==== Data for this task

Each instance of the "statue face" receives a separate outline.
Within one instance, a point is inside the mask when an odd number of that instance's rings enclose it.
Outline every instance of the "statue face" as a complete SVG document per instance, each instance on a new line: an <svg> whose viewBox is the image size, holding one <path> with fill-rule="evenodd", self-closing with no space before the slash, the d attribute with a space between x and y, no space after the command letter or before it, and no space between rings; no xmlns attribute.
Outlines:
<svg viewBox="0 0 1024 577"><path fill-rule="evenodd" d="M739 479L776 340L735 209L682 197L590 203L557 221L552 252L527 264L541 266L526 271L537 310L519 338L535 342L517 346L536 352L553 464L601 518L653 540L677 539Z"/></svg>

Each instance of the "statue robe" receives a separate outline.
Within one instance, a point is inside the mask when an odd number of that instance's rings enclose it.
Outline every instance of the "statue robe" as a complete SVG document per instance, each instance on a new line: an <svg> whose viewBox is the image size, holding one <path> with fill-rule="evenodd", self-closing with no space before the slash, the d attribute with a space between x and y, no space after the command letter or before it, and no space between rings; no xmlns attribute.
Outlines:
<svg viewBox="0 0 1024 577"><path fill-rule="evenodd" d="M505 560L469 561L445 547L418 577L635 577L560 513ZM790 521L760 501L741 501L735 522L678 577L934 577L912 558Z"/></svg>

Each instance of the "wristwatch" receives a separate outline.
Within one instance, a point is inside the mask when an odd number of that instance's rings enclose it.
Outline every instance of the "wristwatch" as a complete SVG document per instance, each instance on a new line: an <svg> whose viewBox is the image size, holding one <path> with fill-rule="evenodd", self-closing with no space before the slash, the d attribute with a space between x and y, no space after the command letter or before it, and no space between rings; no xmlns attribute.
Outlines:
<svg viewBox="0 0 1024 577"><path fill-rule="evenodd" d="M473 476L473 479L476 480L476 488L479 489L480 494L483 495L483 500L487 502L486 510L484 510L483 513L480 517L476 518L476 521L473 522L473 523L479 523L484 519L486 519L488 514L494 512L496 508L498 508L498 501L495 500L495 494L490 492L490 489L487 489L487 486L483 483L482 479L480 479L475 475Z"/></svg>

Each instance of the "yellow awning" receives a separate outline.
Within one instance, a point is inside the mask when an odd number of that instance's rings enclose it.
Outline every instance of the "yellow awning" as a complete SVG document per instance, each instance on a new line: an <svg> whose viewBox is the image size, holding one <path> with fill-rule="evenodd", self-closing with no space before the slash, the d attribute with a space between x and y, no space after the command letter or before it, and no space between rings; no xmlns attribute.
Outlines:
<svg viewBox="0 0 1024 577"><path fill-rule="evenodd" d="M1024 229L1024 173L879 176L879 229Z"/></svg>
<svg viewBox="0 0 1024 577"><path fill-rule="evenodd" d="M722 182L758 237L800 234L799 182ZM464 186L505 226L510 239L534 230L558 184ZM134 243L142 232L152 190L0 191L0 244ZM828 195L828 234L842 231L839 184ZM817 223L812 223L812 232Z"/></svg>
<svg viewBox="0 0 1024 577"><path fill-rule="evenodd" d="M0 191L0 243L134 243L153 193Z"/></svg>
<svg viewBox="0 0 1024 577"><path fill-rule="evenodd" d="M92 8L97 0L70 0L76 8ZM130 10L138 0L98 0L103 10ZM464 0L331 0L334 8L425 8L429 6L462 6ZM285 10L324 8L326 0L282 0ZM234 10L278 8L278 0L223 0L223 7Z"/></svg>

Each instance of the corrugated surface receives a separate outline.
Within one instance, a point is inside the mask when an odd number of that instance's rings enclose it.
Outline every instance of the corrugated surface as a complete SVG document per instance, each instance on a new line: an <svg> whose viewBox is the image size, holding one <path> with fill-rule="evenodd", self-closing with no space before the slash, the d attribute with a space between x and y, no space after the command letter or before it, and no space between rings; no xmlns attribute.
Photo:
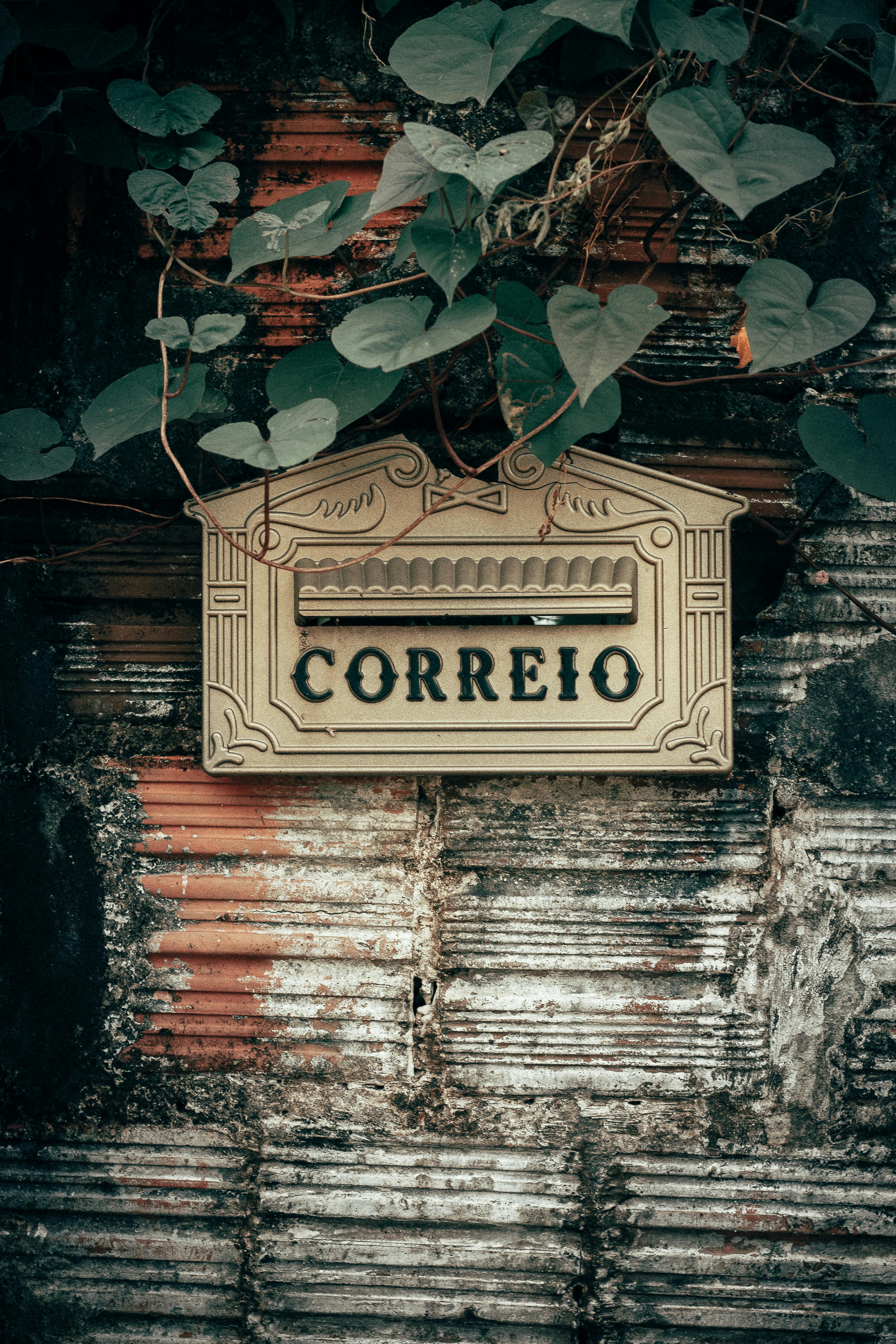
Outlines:
<svg viewBox="0 0 896 1344"><path fill-rule="evenodd" d="M337 172L368 190L384 149L361 141L398 130L340 91L275 113L240 215ZM638 202L602 280L638 278L662 204ZM367 231L361 266L406 218ZM721 281L751 251L713 241L709 285L705 222L697 203L652 277L676 313L643 356L660 374L733 359ZM329 262L304 271L330 284ZM261 289L255 310L259 359L321 316ZM888 348L888 309L862 340ZM704 417L699 442L676 405L622 450L794 509L778 403ZM893 509L844 497L807 548L889 612ZM48 527L60 548L101 531ZM43 548L36 523L23 542ZM82 720L156 731L189 712L197 578L197 532L177 526L38 579ZM821 715L817 679L883 644L795 574L739 650L739 746ZM226 1093L255 1109L227 1133L9 1146L16 1281L91 1313L77 1344L893 1344L896 800L837 793L821 751L787 759L795 782L721 785L125 762L149 910L146 978L113 1012L140 1035L116 1068L179 1114ZM118 816L97 825L130 843ZM130 899L122 879L110 958Z"/></svg>
<svg viewBox="0 0 896 1344"><path fill-rule="evenodd" d="M570 1336L582 1271L574 1152L271 1144L259 1183L259 1306L274 1337L296 1317L302 1337L320 1317L336 1318L321 1335L340 1339L363 1337L365 1320L377 1339L379 1321L465 1320L524 1325L521 1339L545 1344Z"/></svg>
<svg viewBox="0 0 896 1344"><path fill-rule="evenodd" d="M892 1169L834 1154L645 1154L621 1159L603 1180L618 1239L598 1312L621 1327L621 1344L891 1337Z"/></svg>
<svg viewBox="0 0 896 1344"><path fill-rule="evenodd" d="M103 1344L235 1344L246 1156L226 1133L199 1129L4 1148L7 1265L38 1301L102 1313Z"/></svg>
<svg viewBox="0 0 896 1344"><path fill-rule="evenodd" d="M149 941L137 1048L185 1068L407 1073L415 837L406 781L211 780L141 771Z"/></svg>

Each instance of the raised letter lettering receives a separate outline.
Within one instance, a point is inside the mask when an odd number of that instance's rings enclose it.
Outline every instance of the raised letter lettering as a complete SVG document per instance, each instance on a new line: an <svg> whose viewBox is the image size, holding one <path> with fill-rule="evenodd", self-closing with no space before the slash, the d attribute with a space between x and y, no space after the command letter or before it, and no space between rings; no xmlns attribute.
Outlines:
<svg viewBox="0 0 896 1344"><path fill-rule="evenodd" d="M557 700L578 700L579 696L575 694L575 683L579 679L579 673L575 669L575 656L578 649L560 649L560 671L557 676L560 677L560 694Z"/></svg>
<svg viewBox="0 0 896 1344"><path fill-rule="evenodd" d="M361 664L364 659L380 660L379 691L365 691L361 685ZM364 700L365 704L376 704L379 700L384 700L392 694L392 688L398 681L398 672L395 671L388 653L383 653L382 649L359 649L348 665L345 680L348 681L349 691L357 700Z"/></svg>
<svg viewBox="0 0 896 1344"><path fill-rule="evenodd" d="M510 684L513 685L512 700L544 700L548 694L547 685L540 685L537 691L527 691L525 683L539 680L539 669L528 668L527 659L544 663L544 649L510 649Z"/></svg>
<svg viewBox="0 0 896 1344"><path fill-rule="evenodd" d="M473 683L480 688L480 695L484 700L497 700L496 692L489 685L489 672L494 671L494 659L488 649L458 649L461 655L461 671L458 677L461 681L461 694L458 700L476 700L473 692ZM473 667L473 659L477 659L477 665Z"/></svg>
<svg viewBox="0 0 896 1344"><path fill-rule="evenodd" d="M329 700L332 691L312 691L308 683L308 664L312 659L324 659L328 667L333 667L336 657L332 649L308 649L302 653L301 659L296 664L296 671L293 672L293 681L296 683L296 689L304 700Z"/></svg>
<svg viewBox="0 0 896 1344"><path fill-rule="evenodd" d="M607 683L607 659L614 653L618 653L619 657L626 660L626 684L621 691L611 691ZM634 695L638 689L641 668L627 649L621 649L618 644L614 644L611 649L604 649L603 653L598 653L594 660L594 667L591 668L591 680L594 681L594 689L606 700L627 700L629 696Z"/></svg>
<svg viewBox="0 0 896 1344"><path fill-rule="evenodd" d="M426 659L426 668L420 668L420 659ZM447 695L435 680L442 671L442 659L435 649L408 649L407 672L408 700L424 700L423 687L430 692L433 700L447 700Z"/></svg>

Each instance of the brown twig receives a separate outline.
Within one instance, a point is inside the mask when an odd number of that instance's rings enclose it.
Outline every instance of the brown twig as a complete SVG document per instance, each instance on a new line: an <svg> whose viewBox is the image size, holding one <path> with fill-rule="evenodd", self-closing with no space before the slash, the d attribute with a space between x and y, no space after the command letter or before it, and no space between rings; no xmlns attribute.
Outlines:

========

- **Written instruction**: Pull out every line from the one containing "Each instance of the brown" down to the final line above, and reproduce each one word for word.

- **Problem solution**:
Each instance of the brown twig receives a separate outline.
Within one instance, a point is inside the mask when an odd number of that instance's rings enclose it.
Outline every instance of the brown twig as a complete SVG document per instance, each instance on a new line: an <svg> whose viewBox is the image size, holding one <path> with fill-rule="evenodd", self-closing with no space before the slash, the d attribute with a space between x and y, no space after the command letter or before it, and no space between rings; no xmlns attribute.
Outlines:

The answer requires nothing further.